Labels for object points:

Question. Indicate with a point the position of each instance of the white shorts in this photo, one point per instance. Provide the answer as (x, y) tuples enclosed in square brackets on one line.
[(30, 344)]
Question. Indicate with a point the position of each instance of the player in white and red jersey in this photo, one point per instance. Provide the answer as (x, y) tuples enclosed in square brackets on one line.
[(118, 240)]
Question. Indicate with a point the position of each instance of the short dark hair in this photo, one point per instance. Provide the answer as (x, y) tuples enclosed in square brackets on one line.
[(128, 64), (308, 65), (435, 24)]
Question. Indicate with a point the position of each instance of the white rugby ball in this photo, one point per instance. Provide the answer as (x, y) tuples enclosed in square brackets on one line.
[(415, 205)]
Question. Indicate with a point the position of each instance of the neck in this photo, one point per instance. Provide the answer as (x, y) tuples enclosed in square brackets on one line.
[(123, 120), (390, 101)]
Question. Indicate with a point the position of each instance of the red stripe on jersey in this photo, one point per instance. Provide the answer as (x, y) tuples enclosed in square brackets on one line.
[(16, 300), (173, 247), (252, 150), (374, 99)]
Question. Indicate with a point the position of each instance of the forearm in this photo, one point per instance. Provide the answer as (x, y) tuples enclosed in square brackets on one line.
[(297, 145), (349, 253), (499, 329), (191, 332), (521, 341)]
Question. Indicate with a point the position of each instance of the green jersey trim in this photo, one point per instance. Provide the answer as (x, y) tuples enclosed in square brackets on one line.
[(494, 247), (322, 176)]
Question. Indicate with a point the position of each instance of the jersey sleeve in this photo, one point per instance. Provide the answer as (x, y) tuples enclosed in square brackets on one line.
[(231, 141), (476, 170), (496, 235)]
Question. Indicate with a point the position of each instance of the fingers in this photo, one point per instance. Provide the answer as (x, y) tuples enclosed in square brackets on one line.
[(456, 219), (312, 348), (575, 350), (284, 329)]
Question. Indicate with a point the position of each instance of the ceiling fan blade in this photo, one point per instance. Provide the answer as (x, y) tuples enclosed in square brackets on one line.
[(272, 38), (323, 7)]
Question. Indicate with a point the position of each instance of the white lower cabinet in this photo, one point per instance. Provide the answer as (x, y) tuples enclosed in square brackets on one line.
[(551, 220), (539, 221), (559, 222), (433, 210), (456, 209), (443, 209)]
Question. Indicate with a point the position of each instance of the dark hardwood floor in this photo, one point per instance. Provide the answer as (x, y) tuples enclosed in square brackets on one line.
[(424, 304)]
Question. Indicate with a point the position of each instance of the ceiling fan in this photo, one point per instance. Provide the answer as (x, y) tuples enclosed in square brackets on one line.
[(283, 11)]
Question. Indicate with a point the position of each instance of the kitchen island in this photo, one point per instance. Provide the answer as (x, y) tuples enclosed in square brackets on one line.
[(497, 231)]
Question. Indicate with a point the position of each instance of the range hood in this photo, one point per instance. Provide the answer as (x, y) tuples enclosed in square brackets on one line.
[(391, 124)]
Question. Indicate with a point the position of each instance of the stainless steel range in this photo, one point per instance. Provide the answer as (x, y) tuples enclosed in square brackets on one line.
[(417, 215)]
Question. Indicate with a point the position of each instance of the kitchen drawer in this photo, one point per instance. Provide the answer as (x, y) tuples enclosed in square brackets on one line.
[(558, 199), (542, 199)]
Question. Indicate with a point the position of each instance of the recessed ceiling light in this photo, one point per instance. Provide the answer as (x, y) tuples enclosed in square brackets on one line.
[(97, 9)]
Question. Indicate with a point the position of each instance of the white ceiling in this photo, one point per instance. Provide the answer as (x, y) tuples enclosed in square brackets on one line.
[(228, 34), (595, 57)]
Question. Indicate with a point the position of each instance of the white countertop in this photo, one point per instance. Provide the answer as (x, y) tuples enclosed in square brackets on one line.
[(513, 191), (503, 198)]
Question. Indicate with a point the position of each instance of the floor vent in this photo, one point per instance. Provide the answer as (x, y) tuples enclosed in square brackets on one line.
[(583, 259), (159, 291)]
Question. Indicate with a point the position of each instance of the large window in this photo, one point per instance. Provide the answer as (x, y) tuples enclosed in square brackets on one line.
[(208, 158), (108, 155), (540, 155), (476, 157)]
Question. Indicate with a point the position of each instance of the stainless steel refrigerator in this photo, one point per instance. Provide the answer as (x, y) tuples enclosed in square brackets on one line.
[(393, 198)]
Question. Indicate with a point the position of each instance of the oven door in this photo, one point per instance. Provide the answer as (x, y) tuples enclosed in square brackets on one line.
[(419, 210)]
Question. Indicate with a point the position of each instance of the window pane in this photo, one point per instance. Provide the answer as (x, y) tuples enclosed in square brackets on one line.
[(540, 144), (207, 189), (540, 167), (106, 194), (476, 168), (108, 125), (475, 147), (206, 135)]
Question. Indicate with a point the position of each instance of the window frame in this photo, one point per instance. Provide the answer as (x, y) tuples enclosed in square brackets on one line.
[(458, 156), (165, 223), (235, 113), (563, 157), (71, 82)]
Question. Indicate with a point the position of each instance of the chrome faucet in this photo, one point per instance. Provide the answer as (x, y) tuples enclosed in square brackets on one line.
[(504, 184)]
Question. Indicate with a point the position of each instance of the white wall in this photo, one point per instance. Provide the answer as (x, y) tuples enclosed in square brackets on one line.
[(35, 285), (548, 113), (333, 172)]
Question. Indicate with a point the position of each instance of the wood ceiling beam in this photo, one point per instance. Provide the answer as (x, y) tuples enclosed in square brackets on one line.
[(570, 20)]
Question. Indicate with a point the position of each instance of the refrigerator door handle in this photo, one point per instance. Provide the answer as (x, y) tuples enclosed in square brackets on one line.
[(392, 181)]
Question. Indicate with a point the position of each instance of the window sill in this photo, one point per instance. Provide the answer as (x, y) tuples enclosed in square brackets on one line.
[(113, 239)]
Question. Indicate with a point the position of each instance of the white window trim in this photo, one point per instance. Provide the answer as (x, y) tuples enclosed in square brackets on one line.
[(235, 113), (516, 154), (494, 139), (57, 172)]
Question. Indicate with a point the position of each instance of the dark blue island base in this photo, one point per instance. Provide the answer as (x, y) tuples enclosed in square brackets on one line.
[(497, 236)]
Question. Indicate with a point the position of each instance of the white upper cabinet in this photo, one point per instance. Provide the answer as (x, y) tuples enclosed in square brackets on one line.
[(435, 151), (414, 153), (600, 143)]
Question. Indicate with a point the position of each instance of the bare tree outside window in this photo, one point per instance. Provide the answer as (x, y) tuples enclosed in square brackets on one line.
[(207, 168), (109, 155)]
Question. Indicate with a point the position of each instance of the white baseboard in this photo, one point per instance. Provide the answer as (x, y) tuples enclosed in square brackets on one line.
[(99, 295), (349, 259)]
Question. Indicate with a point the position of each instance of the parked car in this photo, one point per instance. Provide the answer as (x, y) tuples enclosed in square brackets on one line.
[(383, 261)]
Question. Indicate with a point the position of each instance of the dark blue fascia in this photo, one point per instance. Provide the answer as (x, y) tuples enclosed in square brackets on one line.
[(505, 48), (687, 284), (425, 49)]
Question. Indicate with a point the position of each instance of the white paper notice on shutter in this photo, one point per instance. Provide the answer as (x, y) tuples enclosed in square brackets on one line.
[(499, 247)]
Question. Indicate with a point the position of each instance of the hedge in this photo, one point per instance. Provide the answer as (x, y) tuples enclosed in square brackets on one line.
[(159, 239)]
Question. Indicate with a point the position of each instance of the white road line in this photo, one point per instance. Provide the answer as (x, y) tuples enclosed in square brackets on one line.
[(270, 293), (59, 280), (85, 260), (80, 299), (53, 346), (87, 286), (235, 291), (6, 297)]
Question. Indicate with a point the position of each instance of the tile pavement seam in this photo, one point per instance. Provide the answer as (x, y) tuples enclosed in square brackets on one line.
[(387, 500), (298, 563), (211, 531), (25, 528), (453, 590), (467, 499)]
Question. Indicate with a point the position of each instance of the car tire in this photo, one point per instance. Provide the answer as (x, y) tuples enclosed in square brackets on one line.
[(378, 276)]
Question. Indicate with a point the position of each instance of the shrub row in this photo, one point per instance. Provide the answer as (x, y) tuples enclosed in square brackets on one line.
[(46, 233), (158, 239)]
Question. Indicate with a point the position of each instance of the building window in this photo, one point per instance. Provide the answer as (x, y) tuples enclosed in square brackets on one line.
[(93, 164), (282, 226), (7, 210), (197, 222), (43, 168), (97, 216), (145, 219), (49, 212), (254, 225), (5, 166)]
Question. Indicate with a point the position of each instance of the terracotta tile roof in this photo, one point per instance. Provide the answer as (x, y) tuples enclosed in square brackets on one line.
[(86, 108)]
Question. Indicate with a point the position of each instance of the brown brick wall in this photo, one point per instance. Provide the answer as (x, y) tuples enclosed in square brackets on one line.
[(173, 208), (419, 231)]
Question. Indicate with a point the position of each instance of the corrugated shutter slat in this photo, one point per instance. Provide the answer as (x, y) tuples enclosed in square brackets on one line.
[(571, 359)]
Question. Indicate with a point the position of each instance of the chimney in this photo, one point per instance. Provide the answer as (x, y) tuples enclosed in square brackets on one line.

EXERCISE TASK:
Reproduce the records word for word, starting at the line that contains "the white paper" and ending after the line that contains "[(46, 233), (158, 239)]".

ANSWER TO THE EXERCISE:
Question. Indicate with a point the position of each instance of the white paper notice on shutter in this photo, one point per instance. Provide the answer as (x, y) tuples enclosed in square brackets on one line.
[(499, 247)]
Question. Indicate with a point the position of each instance of the hedge in this photo, one point per instance. Provide the answer as (x, y) tuples enclosed in square brackets on one line.
[(159, 239)]
Question. Indicate with a point the position of each instance of the white road line in this photo, one point per instance. Provide the answer as (x, y) tuples enclosed in square brackets on one line.
[(270, 293), (59, 280), (85, 260), (80, 299), (53, 346), (87, 286), (235, 291), (6, 297)]
Question. Indicate with a point the position of each instance of the tile pavement seam in this photo, one point per instance. Provide the answer as (x, y) tuples enclosed in square brackets on one line.
[(387, 500), (298, 563), (211, 531), (25, 528), (453, 590), (467, 499)]
Question. Indicate with a point the position of each instance of the car tire in this photo, one point per instance. Provide the answer as (x, y) tuples enclosed in square brackets on one line.
[(378, 276)]
Question. Indicate with a point the position of each instance of the shrub row in this photo, one point per instance. Provide the answer as (x, y) tuples enclosed in square brackets on one line.
[(46, 233), (158, 239)]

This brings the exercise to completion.